The primary result of this anticipated structural change in household expectations will be to encourage people to save more and dissave less. In all probability, this will lead to weaker consumption trends and perhaps less CAPEX by companies – private sector spending growth will stall. Ordinarily, we would expect this to represent good news for interest rates and yields. As such, the recent rally in the NZD short end may be a portend for others.
New Zealand is interesting in that it is one of the countries that seems set on a fiscal tightening over the medium term. It is likely that the private sector will be seeking to save more and the government to borrow less, with the result that the yield curve should indeed shift downwards by 100 bp or more, albeit at the expense of the NZD’s external value. Being the first to enter the cycle could weigh heavily on the currency, which we expect to decline by more than ten percent over the next year vis-à-vis the later-in-the-cycle USD.
Whether other countries join this “train” will depend on just how their governments respond to the slowdown that is engulfing most of the World outside the US at present. It is quite conceivable that some governments – particularly within the EZ - will simply look to expend their deficits to counter the private sector slowdown. This may support economic activity (spending) in the immediate near term, but at the cost of an ever-larger government role in the economy, something which will likely do little to support long term income growth. There may be another attempt to kick the can down the road, although we suspect that in the EZ this will only work if the ECB “helps out” by returning to QE relatively quickly given the existing size of the EZ deficits.

■ **LISTED ENTRIES**
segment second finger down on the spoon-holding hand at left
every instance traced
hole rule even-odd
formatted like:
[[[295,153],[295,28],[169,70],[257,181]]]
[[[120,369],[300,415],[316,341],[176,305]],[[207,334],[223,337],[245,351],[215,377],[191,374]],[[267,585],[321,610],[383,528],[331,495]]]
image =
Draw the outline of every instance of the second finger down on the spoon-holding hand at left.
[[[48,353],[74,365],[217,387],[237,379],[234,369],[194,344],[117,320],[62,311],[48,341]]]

■ **APPLY WHAT YOU READ**
(1) List each distinct abbreviation in the commentary on New Zealand's economic outlook, in the order each first appears.
(2) According to the commentary on New Zealand's economic outlook, by how much is the NZD expected to decline against the USD over the next year?
(3) Continue the commentary on New Zealand's economic outlook past its final paragraph.

■ **RESULTS**
(1) CAPEX, NZD, bp, USD, US, EZ, ECB, QE

(2) By more than ten percent.

(3)
The US economy is continuing to expend at a reasonable clip, primarily because its fiscal stance remains accommodative and because - in the shadows – it is continuing to experience what we believe to be an intense credit boom in its private sector. Admittedly, this Non-Bank Financial Institution-originated Credit Boom may have stalled over the last few weeks as the Treasury has issued a significant amount of liquidity-sapping debt (hence the softer markets tht we have witnessed of late), but we expect it to restart next month and this, together with a widely-expected pre-election fiscal boost, should support US growth, albeit at the expense of a wider budget deficit and reduced private sector savings.
The US will therefore be going in the opposite direction to everyone else and ultimately this will likely place upward pressure on yields (more precisely, we expect yields to rise when the Fed’s reservoir of liquidity-boosting Reverse Repos are exhausted and the Tresury’s own cash balances are run down – probably in late Q4). It is also quite likely that any pre-election boost to the economy will prove inflationary – by our estimates the US continues to possess a positive output gap and therefore any acceleration in expenditure growth in the run up to the election will likely rekindle core inflation. This too could weigh on the bond markets.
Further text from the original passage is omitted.